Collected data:
----
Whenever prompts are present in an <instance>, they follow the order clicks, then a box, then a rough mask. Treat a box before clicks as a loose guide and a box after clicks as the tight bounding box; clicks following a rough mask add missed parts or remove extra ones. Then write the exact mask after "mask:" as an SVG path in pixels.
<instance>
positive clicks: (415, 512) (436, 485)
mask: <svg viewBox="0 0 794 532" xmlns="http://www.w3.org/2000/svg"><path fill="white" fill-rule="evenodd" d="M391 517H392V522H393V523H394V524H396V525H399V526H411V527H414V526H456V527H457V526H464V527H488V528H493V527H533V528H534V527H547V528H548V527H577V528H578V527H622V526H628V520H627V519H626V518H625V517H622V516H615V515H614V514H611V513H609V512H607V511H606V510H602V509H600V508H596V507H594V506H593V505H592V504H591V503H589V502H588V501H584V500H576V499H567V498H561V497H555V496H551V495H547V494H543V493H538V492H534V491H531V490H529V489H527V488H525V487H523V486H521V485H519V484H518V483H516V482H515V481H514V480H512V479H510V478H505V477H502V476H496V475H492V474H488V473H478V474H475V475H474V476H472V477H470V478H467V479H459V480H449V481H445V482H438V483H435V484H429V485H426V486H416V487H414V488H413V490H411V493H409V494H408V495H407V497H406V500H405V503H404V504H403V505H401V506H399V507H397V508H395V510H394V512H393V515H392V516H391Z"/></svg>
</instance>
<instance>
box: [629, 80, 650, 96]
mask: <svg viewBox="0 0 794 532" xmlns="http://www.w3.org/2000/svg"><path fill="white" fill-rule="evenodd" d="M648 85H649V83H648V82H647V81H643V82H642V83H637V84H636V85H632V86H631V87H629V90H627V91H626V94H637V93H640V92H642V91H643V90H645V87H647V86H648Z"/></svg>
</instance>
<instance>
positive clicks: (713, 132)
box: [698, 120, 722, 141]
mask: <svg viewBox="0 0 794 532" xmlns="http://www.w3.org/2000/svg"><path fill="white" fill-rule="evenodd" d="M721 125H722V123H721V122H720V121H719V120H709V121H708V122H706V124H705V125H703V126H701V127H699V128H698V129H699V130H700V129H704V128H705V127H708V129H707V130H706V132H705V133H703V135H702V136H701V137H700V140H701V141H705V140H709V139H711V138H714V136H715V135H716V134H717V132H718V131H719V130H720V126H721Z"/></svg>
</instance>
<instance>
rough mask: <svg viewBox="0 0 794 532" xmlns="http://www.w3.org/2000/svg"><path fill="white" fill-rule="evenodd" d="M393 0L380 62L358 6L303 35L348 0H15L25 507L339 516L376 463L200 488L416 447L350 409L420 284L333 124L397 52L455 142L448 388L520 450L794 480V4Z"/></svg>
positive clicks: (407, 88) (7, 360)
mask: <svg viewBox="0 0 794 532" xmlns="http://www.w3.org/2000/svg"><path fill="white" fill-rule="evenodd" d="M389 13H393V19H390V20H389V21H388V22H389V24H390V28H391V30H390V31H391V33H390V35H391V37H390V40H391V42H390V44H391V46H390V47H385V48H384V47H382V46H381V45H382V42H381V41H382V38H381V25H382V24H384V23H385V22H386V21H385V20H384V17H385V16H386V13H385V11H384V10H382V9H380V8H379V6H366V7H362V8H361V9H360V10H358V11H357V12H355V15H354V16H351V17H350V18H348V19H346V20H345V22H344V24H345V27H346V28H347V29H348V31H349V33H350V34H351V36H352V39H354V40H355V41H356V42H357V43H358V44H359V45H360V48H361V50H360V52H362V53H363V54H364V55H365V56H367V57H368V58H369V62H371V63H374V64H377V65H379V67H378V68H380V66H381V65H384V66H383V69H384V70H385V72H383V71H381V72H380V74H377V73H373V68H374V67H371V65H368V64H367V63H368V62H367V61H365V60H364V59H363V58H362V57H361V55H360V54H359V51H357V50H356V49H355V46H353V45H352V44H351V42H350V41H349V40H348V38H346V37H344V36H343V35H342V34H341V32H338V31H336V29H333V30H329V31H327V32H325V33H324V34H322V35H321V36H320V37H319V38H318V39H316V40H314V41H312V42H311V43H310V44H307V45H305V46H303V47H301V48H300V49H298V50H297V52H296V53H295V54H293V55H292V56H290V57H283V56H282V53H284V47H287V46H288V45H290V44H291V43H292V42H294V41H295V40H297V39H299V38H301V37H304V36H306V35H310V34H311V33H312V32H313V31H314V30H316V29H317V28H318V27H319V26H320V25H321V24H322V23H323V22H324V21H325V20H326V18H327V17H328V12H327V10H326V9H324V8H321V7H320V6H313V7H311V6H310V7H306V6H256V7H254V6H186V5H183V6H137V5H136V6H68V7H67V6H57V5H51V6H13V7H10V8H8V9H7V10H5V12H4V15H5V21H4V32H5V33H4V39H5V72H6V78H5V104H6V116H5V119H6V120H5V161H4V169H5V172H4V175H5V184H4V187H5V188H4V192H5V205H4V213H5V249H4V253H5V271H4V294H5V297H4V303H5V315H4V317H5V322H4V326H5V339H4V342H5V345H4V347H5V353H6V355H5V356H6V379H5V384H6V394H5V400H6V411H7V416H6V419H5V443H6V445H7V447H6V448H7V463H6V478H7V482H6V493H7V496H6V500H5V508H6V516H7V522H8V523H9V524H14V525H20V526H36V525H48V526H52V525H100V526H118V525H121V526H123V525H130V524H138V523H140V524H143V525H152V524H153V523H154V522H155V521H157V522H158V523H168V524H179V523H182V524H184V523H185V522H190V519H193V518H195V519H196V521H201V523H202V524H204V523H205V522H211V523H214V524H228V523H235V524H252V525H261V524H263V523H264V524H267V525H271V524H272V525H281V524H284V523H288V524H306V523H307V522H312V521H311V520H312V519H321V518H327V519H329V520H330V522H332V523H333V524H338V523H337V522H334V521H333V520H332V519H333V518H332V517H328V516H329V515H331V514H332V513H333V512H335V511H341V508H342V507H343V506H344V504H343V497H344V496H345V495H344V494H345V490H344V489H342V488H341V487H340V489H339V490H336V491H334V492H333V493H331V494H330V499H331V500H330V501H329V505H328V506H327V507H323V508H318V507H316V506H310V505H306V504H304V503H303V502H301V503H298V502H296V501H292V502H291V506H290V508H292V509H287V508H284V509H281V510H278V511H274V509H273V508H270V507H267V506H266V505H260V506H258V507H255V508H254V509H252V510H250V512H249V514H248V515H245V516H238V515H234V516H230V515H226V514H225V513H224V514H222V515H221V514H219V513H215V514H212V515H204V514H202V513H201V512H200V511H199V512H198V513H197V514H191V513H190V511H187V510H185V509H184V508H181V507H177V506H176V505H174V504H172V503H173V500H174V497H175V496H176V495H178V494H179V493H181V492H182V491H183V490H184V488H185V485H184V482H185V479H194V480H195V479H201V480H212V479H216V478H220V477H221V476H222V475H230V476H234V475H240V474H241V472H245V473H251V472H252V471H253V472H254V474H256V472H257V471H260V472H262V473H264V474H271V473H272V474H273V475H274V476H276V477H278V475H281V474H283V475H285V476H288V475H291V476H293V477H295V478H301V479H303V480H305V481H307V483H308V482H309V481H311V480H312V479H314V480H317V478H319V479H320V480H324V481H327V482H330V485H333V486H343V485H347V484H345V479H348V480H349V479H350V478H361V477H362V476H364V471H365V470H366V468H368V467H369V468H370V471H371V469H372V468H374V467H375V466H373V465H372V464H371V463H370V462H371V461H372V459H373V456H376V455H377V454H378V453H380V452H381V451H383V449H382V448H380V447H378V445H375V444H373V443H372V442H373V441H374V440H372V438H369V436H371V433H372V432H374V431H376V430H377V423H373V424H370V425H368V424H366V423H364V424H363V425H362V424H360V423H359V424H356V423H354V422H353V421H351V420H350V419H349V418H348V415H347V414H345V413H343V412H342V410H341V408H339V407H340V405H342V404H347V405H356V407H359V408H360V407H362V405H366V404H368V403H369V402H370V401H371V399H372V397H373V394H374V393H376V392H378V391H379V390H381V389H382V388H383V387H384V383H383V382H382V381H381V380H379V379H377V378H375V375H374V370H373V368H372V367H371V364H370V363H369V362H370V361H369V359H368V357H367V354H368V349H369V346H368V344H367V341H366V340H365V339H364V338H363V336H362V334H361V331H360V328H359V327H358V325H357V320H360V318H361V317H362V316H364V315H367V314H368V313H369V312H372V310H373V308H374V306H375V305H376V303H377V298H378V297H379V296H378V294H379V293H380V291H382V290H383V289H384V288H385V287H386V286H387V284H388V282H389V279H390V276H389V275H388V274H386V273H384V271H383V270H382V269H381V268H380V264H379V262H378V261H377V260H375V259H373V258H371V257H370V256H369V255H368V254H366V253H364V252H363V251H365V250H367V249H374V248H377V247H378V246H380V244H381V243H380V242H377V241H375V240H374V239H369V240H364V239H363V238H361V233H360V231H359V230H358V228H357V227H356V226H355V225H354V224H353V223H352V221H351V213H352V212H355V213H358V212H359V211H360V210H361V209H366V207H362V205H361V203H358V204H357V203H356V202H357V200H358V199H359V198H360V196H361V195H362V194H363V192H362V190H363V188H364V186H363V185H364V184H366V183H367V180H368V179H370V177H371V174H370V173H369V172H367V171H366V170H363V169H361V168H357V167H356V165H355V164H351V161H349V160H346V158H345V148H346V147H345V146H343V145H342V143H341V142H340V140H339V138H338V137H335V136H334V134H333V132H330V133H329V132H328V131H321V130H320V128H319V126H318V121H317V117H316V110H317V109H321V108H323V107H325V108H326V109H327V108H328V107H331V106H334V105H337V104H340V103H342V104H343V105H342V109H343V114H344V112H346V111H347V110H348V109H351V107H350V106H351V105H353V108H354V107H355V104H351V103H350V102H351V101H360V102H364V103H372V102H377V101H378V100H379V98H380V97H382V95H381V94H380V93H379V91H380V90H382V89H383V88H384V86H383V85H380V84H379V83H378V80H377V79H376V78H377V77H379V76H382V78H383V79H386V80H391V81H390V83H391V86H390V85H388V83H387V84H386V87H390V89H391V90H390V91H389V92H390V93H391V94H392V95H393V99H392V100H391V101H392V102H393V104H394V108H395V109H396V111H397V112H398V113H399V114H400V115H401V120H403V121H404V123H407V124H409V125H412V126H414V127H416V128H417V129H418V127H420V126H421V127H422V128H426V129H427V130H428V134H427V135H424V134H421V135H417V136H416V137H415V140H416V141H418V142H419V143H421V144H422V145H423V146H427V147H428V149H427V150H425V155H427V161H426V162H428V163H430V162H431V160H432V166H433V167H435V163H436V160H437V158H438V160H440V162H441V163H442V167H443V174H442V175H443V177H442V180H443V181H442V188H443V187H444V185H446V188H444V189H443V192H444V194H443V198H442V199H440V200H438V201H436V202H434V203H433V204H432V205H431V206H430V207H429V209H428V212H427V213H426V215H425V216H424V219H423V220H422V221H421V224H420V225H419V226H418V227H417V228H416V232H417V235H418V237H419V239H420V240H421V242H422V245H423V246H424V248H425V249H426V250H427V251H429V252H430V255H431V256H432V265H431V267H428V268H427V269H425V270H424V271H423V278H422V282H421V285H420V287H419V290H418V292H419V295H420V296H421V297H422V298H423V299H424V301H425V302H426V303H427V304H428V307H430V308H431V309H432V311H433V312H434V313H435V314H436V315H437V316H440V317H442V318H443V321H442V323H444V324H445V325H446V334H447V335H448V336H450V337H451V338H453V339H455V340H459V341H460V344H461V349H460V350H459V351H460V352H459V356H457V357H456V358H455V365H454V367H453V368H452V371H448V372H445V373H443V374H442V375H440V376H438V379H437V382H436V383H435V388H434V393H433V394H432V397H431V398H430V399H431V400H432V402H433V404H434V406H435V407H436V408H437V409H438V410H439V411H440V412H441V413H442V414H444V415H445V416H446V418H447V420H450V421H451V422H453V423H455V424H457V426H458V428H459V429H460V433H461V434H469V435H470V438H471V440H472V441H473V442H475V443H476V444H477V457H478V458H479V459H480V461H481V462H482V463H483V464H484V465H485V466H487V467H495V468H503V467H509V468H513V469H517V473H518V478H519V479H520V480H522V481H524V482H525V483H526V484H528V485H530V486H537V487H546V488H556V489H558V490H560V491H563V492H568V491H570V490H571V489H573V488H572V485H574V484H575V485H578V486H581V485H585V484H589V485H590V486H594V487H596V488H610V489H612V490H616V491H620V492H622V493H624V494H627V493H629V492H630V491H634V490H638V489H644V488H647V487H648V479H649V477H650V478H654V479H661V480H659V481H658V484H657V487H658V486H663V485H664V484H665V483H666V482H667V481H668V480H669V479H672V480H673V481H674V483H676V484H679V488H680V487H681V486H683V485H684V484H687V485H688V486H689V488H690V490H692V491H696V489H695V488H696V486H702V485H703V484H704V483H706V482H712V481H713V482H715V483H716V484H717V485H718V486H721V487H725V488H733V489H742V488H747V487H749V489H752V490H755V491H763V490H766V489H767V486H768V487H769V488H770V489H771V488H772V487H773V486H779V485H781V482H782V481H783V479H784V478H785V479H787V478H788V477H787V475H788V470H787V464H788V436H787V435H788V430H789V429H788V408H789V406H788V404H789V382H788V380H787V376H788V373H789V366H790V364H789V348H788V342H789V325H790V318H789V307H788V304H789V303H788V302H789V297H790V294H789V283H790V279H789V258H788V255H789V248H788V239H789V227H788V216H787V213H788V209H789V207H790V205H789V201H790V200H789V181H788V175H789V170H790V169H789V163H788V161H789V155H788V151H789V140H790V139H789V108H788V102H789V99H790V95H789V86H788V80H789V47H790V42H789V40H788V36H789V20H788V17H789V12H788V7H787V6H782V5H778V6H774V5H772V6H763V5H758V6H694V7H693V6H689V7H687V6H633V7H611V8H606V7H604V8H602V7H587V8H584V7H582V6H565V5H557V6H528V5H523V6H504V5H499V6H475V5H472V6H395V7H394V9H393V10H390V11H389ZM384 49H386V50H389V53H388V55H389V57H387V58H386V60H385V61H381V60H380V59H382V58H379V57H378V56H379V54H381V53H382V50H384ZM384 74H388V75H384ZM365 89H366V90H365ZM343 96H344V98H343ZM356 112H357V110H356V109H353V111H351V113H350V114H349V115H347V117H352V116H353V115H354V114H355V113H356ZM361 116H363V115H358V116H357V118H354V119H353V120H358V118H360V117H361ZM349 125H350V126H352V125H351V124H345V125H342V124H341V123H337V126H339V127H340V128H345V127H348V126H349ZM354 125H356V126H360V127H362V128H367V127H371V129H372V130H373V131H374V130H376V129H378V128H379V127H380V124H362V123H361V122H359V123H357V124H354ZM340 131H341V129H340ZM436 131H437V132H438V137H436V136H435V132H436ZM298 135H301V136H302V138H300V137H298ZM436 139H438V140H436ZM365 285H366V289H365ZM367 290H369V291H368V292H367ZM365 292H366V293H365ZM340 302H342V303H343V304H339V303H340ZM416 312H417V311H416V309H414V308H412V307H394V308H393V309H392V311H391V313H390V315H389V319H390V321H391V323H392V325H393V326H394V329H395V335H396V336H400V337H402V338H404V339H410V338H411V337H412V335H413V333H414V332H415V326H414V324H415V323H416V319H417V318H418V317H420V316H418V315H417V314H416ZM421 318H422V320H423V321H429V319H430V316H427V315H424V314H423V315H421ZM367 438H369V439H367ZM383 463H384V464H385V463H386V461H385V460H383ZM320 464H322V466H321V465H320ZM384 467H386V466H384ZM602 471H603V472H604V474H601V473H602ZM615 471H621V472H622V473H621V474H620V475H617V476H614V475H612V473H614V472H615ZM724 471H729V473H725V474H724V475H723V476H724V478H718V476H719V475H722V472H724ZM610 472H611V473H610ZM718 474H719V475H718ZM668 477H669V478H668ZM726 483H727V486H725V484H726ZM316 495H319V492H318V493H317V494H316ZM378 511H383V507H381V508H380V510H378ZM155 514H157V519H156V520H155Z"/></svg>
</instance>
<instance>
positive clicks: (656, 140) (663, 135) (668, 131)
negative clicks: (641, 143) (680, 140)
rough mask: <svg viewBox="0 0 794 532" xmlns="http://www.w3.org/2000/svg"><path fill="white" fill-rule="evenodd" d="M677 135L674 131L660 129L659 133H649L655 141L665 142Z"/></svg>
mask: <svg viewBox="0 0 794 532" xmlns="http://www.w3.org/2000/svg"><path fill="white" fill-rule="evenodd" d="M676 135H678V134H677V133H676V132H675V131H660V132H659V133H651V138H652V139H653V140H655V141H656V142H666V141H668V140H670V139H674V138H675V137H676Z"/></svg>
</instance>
----
Among the entries above, the line containing "box: [629, 80, 650, 96]", the line containing "positive clicks: (713, 132)", and all lines between them are to be restated word for word; nothing else belongs in the reply.

box: [629, 80, 650, 96]
mask: <svg viewBox="0 0 794 532" xmlns="http://www.w3.org/2000/svg"><path fill="white" fill-rule="evenodd" d="M648 85H649V83H648V82H647V81H643V82H642V83H637V84H636V85H632V86H631V87H629V90H627V91H626V94H637V93H640V92H642V91H643V90H645V87H647V86H648Z"/></svg>
</instance>
<instance>
positive clicks: (713, 132)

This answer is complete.